>>>
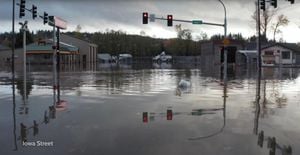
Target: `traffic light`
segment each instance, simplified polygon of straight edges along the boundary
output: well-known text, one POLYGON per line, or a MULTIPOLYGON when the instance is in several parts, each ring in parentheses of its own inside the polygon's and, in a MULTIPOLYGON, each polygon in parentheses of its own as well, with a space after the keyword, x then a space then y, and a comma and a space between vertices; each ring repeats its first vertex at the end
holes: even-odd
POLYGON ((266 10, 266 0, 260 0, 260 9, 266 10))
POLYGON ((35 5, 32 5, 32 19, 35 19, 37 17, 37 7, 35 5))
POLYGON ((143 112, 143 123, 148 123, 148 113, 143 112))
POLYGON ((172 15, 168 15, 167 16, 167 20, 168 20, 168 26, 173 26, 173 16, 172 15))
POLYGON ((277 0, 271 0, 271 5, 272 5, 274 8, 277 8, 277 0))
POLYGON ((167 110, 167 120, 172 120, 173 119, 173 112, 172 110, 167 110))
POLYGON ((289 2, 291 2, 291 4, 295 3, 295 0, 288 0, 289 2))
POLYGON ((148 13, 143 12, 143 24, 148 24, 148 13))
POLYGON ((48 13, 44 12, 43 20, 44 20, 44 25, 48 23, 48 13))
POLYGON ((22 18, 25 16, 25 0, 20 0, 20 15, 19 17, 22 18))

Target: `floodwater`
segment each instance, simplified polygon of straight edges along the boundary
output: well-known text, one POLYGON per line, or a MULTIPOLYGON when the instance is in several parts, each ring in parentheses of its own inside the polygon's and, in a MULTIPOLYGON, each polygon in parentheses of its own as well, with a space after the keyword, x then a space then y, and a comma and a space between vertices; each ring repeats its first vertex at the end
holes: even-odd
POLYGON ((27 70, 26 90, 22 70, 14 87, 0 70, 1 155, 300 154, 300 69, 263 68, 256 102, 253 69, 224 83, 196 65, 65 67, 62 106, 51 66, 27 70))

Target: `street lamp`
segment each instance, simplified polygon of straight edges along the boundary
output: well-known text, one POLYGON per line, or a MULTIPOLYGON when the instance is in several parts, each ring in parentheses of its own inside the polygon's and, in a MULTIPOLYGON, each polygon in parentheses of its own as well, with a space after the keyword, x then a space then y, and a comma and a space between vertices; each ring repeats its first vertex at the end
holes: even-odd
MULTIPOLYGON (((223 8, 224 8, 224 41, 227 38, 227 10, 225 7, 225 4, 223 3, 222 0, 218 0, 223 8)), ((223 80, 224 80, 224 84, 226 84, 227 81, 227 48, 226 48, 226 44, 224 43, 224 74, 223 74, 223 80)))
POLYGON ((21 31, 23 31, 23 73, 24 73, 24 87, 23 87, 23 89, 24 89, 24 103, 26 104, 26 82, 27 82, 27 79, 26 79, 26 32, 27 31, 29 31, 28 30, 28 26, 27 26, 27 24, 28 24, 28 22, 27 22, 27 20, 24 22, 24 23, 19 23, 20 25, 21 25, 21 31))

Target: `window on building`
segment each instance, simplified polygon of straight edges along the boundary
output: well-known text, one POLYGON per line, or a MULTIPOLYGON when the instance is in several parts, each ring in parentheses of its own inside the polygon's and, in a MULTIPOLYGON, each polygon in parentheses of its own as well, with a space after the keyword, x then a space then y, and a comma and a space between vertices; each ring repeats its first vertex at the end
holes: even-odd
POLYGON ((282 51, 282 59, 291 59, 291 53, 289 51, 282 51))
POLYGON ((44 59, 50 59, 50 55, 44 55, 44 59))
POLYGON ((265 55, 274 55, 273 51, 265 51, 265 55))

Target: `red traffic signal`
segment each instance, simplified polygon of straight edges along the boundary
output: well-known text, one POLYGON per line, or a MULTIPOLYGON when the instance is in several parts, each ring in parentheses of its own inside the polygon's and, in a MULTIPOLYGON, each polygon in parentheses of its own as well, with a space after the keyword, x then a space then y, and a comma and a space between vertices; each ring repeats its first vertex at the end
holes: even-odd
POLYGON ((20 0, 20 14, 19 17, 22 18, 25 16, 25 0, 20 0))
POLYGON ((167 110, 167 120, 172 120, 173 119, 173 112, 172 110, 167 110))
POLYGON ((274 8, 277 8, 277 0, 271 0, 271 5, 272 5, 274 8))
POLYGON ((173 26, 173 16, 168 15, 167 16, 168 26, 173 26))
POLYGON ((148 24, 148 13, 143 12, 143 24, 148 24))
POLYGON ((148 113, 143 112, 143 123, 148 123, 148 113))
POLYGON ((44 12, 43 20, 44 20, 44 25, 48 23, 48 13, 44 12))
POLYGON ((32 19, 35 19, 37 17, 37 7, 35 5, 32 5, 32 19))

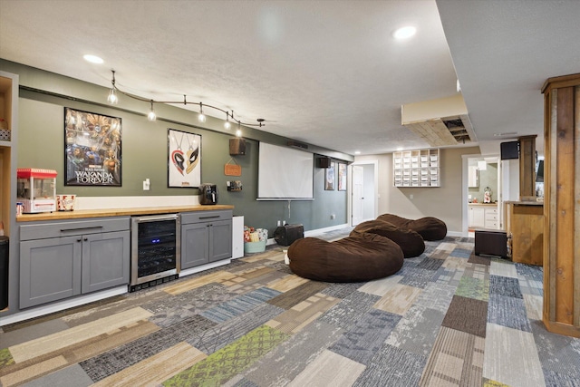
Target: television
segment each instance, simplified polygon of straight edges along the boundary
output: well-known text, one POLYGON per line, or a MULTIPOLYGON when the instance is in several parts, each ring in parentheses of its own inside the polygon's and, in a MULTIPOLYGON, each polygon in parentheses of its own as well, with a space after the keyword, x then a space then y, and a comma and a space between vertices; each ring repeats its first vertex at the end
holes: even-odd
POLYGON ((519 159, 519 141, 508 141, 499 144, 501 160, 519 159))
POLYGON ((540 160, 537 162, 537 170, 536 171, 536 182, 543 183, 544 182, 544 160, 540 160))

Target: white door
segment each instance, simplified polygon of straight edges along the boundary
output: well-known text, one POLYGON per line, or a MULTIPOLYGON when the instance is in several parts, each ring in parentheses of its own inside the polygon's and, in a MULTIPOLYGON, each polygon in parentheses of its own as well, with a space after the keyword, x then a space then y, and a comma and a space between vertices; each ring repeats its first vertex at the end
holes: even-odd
<<<
• What you are asked to do: Convert all of the data above into a numbered list with one line per item, skipping blank lines and leaving the pictures out.

• Reply:
1. Target: `traffic light`
2. segment each instance, simplified polygon of straight edges along the boundary
3. output: well-known text, one POLYGON per line, or a MULTIPOLYGON when the instance is in several parts, each ring in parentheses of its own inside the polygon's and, in a MULTIPOLYGON, each polygon in parentheses of its own as well, with a space after the keyword, x then a space then y, and a comma and a space between vertices; each ring repeats its first vertex at the end
4. holes: even-odd
5. POLYGON ((266 10, 266 0, 260 0, 260 9, 266 10))
6. POLYGON ((35 5, 32 5, 32 19, 35 19, 37 17, 37 7, 35 5))
7. POLYGON ((143 112, 143 123, 148 123, 148 113, 143 112))
8. POLYGON ((172 15, 168 15, 167 16, 167 20, 168 20, 168 26, 173 26, 173 16, 172 15))
9. POLYGON ((277 0, 271 0, 271 5, 272 5, 274 8, 277 8, 277 0))
10. POLYGON ((167 110, 167 120, 172 120, 173 119, 173 112, 172 110, 167 110))
11. POLYGON ((289 2, 291 2, 291 4, 295 3, 295 0, 288 0, 289 2))
12. POLYGON ((148 13, 143 12, 143 24, 148 24, 148 13))
13. POLYGON ((48 13, 44 12, 43 20, 44 20, 44 25, 48 23, 48 13))
14. POLYGON ((22 18, 25 16, 25 0, 20 0, 20 15, 19 17, 22 18))
15. Target: `floodwater`
16. segment each instance, simplified polygon of straight edges along the boundary
17. output: well-known text, one POLYGON per line, or a MULTIPOLYGON when the instance is in several parts, each ring in parentheses of its own inside the polygon's and, in a MULTIPOLYGON, each polygon in parentheses of its own as well, with a space after the keyword, x then a space then y, and a comma and a space between vertices; each ring repeats its first vertex at the end
18. holes: even-odd
19. POLYGON ((27 70, 26 90, 22 70, 14 87, 0 70, 1 155, 300 154, 300 69, 263 68, 256 102, 253 69, 224 83, 196 65, 65 67, 62 106, 51 66, 27 70))
20. Target: `street lamp`
21. segment each instance, simplified polygon of straight edges along the boundary
22. output: well-known text, one POLYGON per line, or a MULTIPOLYGON when the instance is in several parts, each ring in parentheses of its own inside the polygon's and, in a MULTIPOLYGON, each polygon in parentheses of its own as well, with a space after the keyword, x then a space then y, and a comma and a space between vertices; each ring repeats its first vertex at the end
23. holes: even-odd
24. MULTIPOLYGON (((223 8, 224 8, 224 41, 227 38, 227 10, 225 7, 225 4, 223 3, 222 0, 218 0, 223 8)), ((223 80, 224 80, 224 84, 226 84, 227 81, 227 48, 226 48, 226 44, 224 43, 224 74, 223 74, 223 80)))
25. POLYGON ((21 31, 23 31, 23 73, 24 73, 24 87, 23 87, 23 89, 24 89, 24 103, 26 104, 26 82, 27 82, 27 79, 26 79, 26 32, 27 31, 29 31, 28 30, 28 26, 27 26, 27 24, 28 24, 28 22, 27 22, 27 20, 24 22, 24 23, 19 23, 20 25, 21 25, 21 31))
26. Target: `window on building`
27. segment each instance, simplified polygon of straight edges along the boundary
28. output: well-known text, one POLYGON per line, or a MULTIPOLYGON when the instance is in several parts, each ring in parentheses of its own inside the polygon's and, in a MULTIPOLYGON, each polygon in parentheses of its own as well, with a space after the keyword, x then a space then y, and a comma and a space between vertices; each ring repeats its first vertex at the end
29. holes: even-odd
30. POLYGON ((282 51, 282 59, 291 59, 291 53, 289 51, 282 51))
31. POLYGON ((44 59, 50 59, 50 55, 44 55, 44 59))
32. POLYGON ((265 55, 274 55, 273 51, 265 51, 265 55))
33. Target: `red traffic signal`
34. segment each instance, simplified polygon of straight edges along the boundary
35. output: well-known text, one POLYGON per line, or a MULTIPOLYGON when the instance is in several parts, each ring in parentheses of its own inside the polygon's and, in a MULTIPOLYGON, each polygon in parentheses of its own as well, with a space after the keyword, x then a space then y, and a comma and a space between vertices; each ring repeats its first vertex at the end
36. holes: even-odd
37. POLYGON ((20 0, 20 14, 19 17, 22 18, 25 16, 25 0, 20 0))
38. POLYGON ((167 110, 167 120, 172 120, 173 119, 173 112, 172 110, 167 110))
39. POLYGON ((274 8, 277 8, 277 0, 271 0, 271 5, 272 5, 274 8))
40. POLYGON ((173 26, 173 16, 168 15, 167 16, 168 26, 173 26))
41. POLYGON ((148 24, 148 13, 143 12, 143 24, 148 24))
42. POLYGON ((148 113, 143 112, 143 123, 148 123, 148 113))
43. POLYGON ((44 12, 43 20, 44 20, 44 25, 48 23, 48 13, 44 12))
44. POLYGON ((32 19, 35 19, 37 17, 37 7, 35 5, 32 5, 32 19))
45. Target: television
46. segment each instance, simplified polygon of straight edges along the boundary
47. output: well-known text, one POLYGON per line, or a MULTIPOLYGON when the instance is in several parts, each ring in parentheses of its own inside the polygon's and, in a MULTIPOLYGON, each polygon in parentheses of its own as well, with a space after the keyword, x then a space then y, and a comma and a space between vertices; each ring repeats its first vertex at the end
48. holes: even-odd
49. POLYGON ((519 159, 519 141, 508 141, 499 144, 501 160, 519 159))
50. POLYGON ((540 160, 537 162, 537 170, 536 171, 536 182, 543 183, 544 182, 544 160, 540 160))
51. Target: white door
52. segment each instance, simplified polygon of straight edges along the boundary
53. output: well-known text, one POLYGON per line, or a MULTIPOLYGON when the instance is in several parts, each ring in parentheses of its own inside the polygon's and, in a MULTIPOLYGON, each polygon in parentheses of its own as well, with a space after the keyword, x then a space then y, and a comma and a space between vertices; each ring repeats its first vertex at the end
54. holes: even-odd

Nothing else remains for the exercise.